- _Условия задания_
1. Перепишите отрывок из текста о сапатистах, начиная со слов "Хотя сапатисты происходят" и заканчивая словами "сочувствии к повстанцам.", заменив "регулярными войсками" на "правительственными войсками".
2. В честь кого, согласно тексту о сапатистах, вождь повстанцев назвал своих товарищей сапатистами?

- _Текст страницы_
----------
В первый день нового 1994 года из джунглей вышли мужчины в черных шапочках и с боевыми винтовками в руках. Они захватили центральную площадь города. На протяжении многих лет Сан-Крис считался провинциальным туристическим центром, культуры майя и гринго причудливо смешивались в местных кафе и на уличных празднествах. И вдруг туристы оказались заперты в отелях и тщетно пытались понять, чего хотят проникшие в город революционеры с закрытыми лицами. Наконец вождь повстанцев назвал себя – «субкоманданте Маркое». Своих товарищей он именовал сапатистами в честь известного руководителя крестьянского восстания Эмилиано Сапаты. Они пришли требовать возвращения коренному населению прав и земель. И сапатисты не случайно выбрали для нападения тот день, когда вступил в силу Северо-Американский договор о свободной торговле: с их точки зрения этот договор был продолжением той политики, что допускала приватизацию и продажу их земель под ранчо, рудники и добычу природного газа.
Хотя сапатисты происходят по прямой линии от революционеров-марксистов, которые некогда задавали тон в Южной Америке, они не придерживались коммунистической доктрины единого командования. Им больше по душе автономные группы в деревнях, далеких от коррумпированной столицы. После нескольких столкновений с регулярными войсками, в результате которых погибло несколько сот человек – главным образом сапатисты, это движение отказалось от насилия. Вскоре туристы вернулись, и даже в большем количестве, потому что сапатисты привлекли к себе внимание левых. Однако мир длился недолго – вскоре армия уничтожила несколько баз сапатистов, а военизированные отряды устроили резню в деревнях, замеченных в сочувствии к повстанцам.
----------
- _Выборка данных_
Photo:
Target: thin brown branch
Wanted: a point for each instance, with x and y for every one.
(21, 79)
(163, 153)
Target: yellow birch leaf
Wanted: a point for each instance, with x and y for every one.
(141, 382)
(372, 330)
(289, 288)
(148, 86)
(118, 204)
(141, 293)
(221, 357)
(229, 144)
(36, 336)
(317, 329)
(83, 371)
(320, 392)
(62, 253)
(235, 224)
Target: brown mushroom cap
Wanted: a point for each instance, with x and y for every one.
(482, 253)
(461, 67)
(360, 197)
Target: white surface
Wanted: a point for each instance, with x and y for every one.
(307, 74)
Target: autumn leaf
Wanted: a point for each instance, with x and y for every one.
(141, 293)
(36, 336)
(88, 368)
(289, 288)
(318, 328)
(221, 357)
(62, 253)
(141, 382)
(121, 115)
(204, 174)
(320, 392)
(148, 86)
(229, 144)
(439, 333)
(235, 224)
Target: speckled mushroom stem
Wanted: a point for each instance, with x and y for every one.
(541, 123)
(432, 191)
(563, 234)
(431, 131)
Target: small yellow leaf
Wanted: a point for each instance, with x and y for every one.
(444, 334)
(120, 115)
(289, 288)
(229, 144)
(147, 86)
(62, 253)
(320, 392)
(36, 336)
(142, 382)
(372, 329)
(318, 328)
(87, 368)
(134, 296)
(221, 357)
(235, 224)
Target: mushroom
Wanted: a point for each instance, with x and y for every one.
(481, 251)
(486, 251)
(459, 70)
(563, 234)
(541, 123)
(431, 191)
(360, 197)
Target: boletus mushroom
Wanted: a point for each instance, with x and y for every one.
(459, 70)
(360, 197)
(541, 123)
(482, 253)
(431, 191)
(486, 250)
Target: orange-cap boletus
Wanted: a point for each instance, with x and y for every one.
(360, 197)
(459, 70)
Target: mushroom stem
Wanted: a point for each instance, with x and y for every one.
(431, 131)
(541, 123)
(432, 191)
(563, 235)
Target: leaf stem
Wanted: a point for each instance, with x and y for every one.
----------
- _Ответы по заданиям_
1.
Хотя сапатисты происходят по прямой линии от революционеров-марксистов, которые некогда задавали тон в Южной Америке, они не придерживались коммунистической доктрины единого командования. Им больше по душе автономные группы в деревнях, далеких от коррумпированной столицы. После нескольких столкновений с правительственными войсками, в результате которых погибло несколько сот человек – главным образом сапатисты, это движение отказалось от насилия. Вскоре туристы вернулись, и даже в большем количестве, потому что сапатисты привлекли к себе внимание левых. Однако мир длился недолго – вскоре армия уничтожила несколько баз сапатистов, а военизированные отряды устроили резню в деревнях, замеченных в сочувствии к повстанцам.

2. В честь Эмилиано Сапаты, известного руководителя крестьянского восстания.